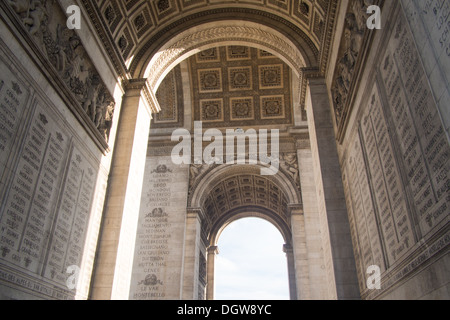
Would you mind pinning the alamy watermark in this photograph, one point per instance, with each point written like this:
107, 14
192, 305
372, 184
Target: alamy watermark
373, 281
72, 279
213, 153
74, 17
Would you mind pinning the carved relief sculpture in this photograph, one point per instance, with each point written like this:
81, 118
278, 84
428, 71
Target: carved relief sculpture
62, 47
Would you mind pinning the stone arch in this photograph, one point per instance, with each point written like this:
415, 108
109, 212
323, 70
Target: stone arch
197, 24
214, 183
248, 212
207, 179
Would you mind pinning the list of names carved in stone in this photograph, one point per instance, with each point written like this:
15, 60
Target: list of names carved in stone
30, 205
369, 238
13, 99
389, 194
424, 147
68, 236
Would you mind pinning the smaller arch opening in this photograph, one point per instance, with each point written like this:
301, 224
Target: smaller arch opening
251, 264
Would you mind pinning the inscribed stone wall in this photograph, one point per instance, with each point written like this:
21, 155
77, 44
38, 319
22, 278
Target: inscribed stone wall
396, 171
48, 179
160, 235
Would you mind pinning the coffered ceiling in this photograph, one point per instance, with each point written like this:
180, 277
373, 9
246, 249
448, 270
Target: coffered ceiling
231, 86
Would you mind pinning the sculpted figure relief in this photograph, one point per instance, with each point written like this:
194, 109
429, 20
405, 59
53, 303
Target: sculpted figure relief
63, 49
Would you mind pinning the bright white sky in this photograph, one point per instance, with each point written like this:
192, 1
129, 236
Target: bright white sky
251, 264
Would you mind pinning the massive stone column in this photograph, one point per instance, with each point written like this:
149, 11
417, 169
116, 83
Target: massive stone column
334, 225
191, 255
113, 265
287, 248
210, 273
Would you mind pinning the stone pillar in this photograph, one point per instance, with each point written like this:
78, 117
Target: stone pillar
299, 255
112, 273
212, 252
191, 255
335, 228
287, 248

## What to do
Quote the lines of the listing above that run from the line with "Would you mind pinning the bright" through its last line, both included, and nothing else.

## Written response
Would you mind pinning the bright white sky in this photograph, one point per instance, with each point written like this:
192, 1
129, 236
Target: bright white sky
251, 264
Would you mind pinning the massive stone column in this photograph, one point per instance, with each point written like this:
149, 11
417, 169
116, 83
Target: massive stone column
334, 225
191, 255
113, 265
287, 248
210, 273
Would you mind pinning the stone pillar in this photograph, one point per instance, with each point written like this:
78, 117
Target: stone pillar
299, 255
112, 273
212, 252
191, 255
335, 228
287, 248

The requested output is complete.